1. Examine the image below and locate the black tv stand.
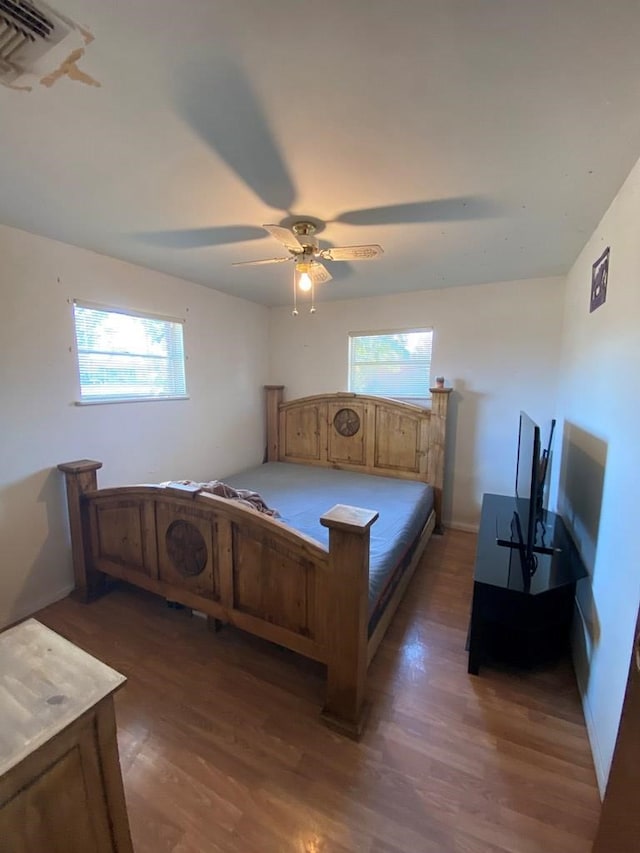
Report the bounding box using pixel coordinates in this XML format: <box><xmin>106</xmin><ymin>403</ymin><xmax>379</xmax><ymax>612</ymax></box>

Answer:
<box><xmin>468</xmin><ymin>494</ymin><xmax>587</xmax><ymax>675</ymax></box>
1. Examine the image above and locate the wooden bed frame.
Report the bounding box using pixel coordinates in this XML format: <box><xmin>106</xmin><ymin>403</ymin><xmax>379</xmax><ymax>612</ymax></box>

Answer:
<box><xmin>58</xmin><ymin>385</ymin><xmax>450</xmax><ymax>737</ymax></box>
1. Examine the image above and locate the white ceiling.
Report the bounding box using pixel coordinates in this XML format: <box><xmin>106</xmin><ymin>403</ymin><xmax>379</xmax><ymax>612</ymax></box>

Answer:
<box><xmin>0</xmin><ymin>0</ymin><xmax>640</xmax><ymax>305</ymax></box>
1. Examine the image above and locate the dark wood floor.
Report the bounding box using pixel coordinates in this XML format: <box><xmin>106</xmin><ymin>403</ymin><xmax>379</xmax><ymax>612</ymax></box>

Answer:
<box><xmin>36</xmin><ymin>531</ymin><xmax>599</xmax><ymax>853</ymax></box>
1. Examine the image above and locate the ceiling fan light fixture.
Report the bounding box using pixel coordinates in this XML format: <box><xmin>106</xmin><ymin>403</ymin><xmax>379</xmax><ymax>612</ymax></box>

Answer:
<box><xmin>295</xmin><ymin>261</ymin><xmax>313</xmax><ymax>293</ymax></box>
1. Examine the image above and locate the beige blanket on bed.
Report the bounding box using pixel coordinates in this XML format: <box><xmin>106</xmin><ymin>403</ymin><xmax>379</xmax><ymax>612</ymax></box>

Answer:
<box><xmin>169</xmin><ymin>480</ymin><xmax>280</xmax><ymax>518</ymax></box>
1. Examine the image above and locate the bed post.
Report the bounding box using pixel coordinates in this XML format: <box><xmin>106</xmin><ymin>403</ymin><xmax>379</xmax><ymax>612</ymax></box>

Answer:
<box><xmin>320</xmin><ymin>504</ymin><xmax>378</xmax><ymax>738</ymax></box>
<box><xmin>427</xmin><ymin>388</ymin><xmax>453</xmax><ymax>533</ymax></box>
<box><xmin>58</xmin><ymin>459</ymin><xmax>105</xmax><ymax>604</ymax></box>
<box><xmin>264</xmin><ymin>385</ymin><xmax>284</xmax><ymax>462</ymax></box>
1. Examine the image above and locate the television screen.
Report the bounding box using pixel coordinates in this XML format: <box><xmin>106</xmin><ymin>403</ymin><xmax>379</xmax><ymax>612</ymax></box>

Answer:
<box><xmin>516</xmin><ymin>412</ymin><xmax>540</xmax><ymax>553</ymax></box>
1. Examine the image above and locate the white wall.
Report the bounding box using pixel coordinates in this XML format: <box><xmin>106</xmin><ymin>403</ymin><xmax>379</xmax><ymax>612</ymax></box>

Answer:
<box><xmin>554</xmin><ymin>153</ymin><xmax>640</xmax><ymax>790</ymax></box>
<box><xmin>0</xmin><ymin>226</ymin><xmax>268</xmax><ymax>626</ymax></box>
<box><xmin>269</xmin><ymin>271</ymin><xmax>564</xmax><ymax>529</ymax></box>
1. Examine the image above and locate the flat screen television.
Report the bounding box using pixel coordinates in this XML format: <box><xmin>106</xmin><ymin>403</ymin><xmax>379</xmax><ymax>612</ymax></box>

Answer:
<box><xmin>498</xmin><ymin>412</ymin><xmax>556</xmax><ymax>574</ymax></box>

## What you are asked to do
Reproduce all of the items above with every "Examine" swapped for "Inspect" and nothing else altered. Leave the pictures out.

## Solution to this exercise
1. Inspect the image below and locate the black tv stand.
Report the bounding box using pixel coordinates in this XML format: <box><xmin>106</xmin><ymin>403</ymin><xmax>379</xmax><ymax>612</ymax></box>

Answer:
<box><xmin>468</xmin><ymin>494</ymin><xmax>587</xmax><ymax>675</ymax></box>
1. Inspect the image above and locate the wooden bed frame.
Report the bounding box using pixel coordinates in this XML format: <box><xmin>106</xmin><ymin>403</ymin><xmax>379</xmax><ymax>612</ymax></box>

Answer:
<box><xmin>58</xmin><ymin>385</ymin><xmax>450</xmax><ymax>737</ymax></box>
1. Inspect the image above and locate the white ceiling.
Report the bounding box using pixel coordinates in this XML format: <box><xmin>106</xmin><ymin>403</ymin><xmax>379</xmax><ymax>612</ymax></box>

Answer:
<box><xmin>0</xmin><ymin>0</ymin><xmax>640</xmax><ymax>305</ymax></box>
1. Inspect the image above and locate the dark wood floor.
Report the bounding box using pixel coordinates in this XML format: <box><xmin>106</xmin><ymin>403</ymin><xmax>379</xmax><ymax>612</ymax></box>

Answer:
<box><xmin>36</xmin><ymin>531</ymin><xmax>599</xmax><ymax>853</ymax></box>
1. Inspect the image above and locate the ceiling fan light fixture.
Report the bounding box using pixel coordinates in this XML format: <box><xmin>106</xmin><ymin>403</ymin><xmax>379</xmax><ymax>612</ymax></box>

Answer:
<box><xmin>295</xmin><ymin>261</ymin><xmax>313</xmax><ymax>293</ymax></box>
1. Inspect the image above and locate the beige blanket on bed.
Report the bounding box using pixel coordinates in this XML format: <box><xmin>106</xmin><ymin>403</ymin><xmax>379</xmax><ymax>612</ymax></box>

Answer:
<box><xmin>169</xmin><ymin>480</ymin><xmax>280</xmax><ymax>518</ymax></box>
1. Inspect the image above and locate the bed post.
Report the bounding box using pixel coordinates in this XML format: <box><xmin>106</xmin><ymin>403</ymin><xmax>379</xmax><ymax>612</ymax></box>

Answer:
<box><xmin>320</xmin><ymin>504</ymin><xmax>378</xmax><ymax>738</ymax></box>
<box><xmin>427</xmin><ymin>388</ymin><xmax>453</xmax><ymax>533</ymax></box>
<box><xmin>58</xmin><ymin>459</ymin><xmax>105</xmax><ymax>604</ymax></box>
<box><xmin>264</xmin><ymin>385</ymin><xmax>284</xmax><ymax>462</ymax></box>
1. Inspect the image above and locate the television screen.
Report the bounding box using pixel coordinates in this XML format: <box><xmin>106</xmin><ymin>403</ymin><xmax>379</xmax><ymax>612</ymax></box>

Answer:
<box><xmin>516</xmin><ymin>412</ymin><xmax>540</xmax><ymax>553</ymax></box>
1. Inspect the image above and locate the white wall.
Report the bounding box using pixel coordinates in this XML format: <box><xmin>106</xmin><ymin>403</ymin><xmax>379</xmax><ymax>612</ymax></box>

Answer:
<box><xmin>554</xmin><ymin>153</ymin><xmax>640</xmax><ymax>790</ymax></box>
<box><xmin>0</xmin><ymin>226</ymin><xmax>268</xmax><ymax>626</ymax></box>
<box><xmin>269</xmin><ymin>271</ymin><xmax>564</xmax><ymax>529</ymax></box>
1. Inspect the image above and locate the flat screen television.
Report the bounding box using pixel coordinates in this XML format: <box><xmin>106</xmin><ymin>403</ymin><xmax>379</xmax><ymax>612</ymax></box>

Answer:
<box><xmin>498</xmin><ymin>412</ymin><xmax>556</xmax><ymax>574</ymax></box>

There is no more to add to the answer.